===== Dataset excerpts =====

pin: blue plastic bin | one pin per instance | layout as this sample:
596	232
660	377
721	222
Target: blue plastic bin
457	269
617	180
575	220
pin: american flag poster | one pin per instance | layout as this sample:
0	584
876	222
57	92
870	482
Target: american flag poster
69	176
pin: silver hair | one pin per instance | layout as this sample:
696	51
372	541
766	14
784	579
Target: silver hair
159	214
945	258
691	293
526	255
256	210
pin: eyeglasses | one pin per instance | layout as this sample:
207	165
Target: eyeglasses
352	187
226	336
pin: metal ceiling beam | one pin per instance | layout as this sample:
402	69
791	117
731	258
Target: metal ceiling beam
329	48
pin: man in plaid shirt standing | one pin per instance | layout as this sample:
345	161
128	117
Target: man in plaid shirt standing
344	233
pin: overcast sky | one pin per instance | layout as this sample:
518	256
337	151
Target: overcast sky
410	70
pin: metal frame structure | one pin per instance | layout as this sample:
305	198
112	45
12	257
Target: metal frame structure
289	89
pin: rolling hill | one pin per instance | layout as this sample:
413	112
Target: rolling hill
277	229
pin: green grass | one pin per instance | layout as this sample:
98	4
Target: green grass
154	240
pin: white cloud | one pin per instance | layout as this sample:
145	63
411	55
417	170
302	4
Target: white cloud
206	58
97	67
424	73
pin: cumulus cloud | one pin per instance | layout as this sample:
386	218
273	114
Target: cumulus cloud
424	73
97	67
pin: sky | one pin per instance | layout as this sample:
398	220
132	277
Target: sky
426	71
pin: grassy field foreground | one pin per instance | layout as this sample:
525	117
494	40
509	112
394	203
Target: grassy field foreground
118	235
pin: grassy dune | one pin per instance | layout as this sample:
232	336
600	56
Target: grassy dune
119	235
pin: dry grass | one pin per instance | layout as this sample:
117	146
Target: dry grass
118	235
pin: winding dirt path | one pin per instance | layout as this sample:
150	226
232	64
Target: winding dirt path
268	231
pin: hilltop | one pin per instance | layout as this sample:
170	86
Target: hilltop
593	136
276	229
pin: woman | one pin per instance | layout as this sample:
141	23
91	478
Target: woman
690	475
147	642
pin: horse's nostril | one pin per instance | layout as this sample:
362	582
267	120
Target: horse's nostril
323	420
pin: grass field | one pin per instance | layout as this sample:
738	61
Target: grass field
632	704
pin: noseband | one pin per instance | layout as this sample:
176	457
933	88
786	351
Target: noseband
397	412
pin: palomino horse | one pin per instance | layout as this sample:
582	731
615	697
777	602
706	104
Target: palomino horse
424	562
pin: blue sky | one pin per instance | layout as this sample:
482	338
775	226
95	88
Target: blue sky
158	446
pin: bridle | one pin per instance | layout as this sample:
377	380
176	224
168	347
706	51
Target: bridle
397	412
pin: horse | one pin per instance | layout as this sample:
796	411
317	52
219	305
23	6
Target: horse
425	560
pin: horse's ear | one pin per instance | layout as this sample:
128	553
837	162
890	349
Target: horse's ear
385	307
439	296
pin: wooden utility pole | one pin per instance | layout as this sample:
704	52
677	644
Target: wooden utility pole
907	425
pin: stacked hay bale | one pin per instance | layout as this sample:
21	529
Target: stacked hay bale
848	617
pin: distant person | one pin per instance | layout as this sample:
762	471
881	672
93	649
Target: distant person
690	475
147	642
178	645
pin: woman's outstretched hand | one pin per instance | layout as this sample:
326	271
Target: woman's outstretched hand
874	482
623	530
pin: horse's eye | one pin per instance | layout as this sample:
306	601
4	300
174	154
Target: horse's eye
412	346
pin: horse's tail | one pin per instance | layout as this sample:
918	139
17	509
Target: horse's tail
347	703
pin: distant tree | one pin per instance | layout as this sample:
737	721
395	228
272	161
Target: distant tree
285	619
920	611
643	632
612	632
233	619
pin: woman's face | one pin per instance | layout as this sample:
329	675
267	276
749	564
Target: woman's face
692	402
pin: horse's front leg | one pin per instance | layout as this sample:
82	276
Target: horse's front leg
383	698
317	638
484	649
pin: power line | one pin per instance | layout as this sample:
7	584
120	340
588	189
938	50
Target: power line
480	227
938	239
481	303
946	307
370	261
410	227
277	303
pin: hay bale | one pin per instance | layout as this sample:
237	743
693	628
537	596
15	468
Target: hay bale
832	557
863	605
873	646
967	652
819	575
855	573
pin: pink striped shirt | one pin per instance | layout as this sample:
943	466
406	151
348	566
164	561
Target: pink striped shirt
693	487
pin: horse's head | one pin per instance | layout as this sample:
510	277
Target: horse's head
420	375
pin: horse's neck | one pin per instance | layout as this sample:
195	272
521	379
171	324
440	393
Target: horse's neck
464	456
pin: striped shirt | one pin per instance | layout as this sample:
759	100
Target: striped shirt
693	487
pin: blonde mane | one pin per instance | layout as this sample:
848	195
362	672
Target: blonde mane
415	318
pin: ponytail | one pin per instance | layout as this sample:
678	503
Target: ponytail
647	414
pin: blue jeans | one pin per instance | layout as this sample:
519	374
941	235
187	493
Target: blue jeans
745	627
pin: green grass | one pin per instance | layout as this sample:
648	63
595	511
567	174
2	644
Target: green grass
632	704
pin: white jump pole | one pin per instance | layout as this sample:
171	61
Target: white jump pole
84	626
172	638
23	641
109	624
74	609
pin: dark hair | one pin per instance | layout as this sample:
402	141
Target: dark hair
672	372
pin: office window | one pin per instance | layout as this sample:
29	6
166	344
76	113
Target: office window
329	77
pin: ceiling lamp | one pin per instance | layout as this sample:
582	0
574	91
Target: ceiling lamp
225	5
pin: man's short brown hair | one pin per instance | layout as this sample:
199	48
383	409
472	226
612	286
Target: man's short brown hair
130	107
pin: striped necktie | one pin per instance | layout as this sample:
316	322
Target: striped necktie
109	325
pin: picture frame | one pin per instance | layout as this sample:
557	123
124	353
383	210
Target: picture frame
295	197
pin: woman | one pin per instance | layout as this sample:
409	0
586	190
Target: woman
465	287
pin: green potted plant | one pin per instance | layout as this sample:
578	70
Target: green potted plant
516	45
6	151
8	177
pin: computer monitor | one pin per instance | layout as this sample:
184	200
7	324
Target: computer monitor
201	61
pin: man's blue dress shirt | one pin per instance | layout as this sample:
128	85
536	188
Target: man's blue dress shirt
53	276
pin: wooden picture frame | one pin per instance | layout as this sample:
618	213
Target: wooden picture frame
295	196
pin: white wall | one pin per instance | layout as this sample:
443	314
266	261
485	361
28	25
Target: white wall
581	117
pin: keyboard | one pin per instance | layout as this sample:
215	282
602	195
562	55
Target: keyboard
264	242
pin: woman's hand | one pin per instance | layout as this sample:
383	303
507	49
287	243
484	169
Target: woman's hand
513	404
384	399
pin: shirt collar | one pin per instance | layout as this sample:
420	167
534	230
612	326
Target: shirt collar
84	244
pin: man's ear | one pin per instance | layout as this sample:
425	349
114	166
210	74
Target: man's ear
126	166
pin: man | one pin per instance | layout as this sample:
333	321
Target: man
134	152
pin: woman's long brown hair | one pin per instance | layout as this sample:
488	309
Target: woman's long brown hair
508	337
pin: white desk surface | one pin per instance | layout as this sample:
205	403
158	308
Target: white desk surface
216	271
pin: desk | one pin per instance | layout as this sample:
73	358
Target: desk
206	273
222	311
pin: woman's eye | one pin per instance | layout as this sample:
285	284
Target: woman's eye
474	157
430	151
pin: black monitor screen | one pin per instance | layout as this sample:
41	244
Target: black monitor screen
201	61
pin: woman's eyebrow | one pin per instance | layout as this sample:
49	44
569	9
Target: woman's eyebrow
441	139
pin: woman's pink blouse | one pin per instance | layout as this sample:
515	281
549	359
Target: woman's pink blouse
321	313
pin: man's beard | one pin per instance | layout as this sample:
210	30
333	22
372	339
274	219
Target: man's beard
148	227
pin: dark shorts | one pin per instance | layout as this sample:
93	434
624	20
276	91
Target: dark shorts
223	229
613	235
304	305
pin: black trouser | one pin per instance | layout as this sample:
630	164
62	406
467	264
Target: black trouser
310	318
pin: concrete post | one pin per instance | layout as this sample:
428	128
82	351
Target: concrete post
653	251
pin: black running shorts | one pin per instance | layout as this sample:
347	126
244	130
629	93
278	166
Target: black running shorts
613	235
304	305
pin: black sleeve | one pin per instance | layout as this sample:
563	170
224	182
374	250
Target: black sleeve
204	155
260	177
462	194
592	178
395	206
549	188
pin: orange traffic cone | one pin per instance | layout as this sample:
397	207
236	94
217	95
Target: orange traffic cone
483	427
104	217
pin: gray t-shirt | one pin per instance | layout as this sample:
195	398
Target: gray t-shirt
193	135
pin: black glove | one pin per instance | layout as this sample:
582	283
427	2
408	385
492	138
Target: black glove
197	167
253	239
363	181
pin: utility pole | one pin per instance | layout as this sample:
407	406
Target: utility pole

=====

Action item.
The range runs from the line with "Target: black running shorts" to the last line of the entries above, both included. Restate it word for word.

Answer section.
Target: black running shorts
613	235
304	305
pin: black sleeve | one pin per instance | layout as this sample:
563	170
224	182
374	250
Target: black sleeve
204	155
260	177
462	194
592	178
395	206
549	188
pin: orange traffic cone | one pin per instance | layout as this sample:
397	207
236	94
217	95
Target: orange traffic cone
483	427
104	217
pin: gray t-shirt | one pin per instance | layout as this sample:
195	398
Target: gray t-shirt
193	135
pin: black glove | one pin per instance | layout as this sample:
582	283
427	2
408	385
492	138
Target: black glove
197	167
253	239
363	181
pin: utility pole | one pin per instance | layout as this sample:
407	406
Target: utility pole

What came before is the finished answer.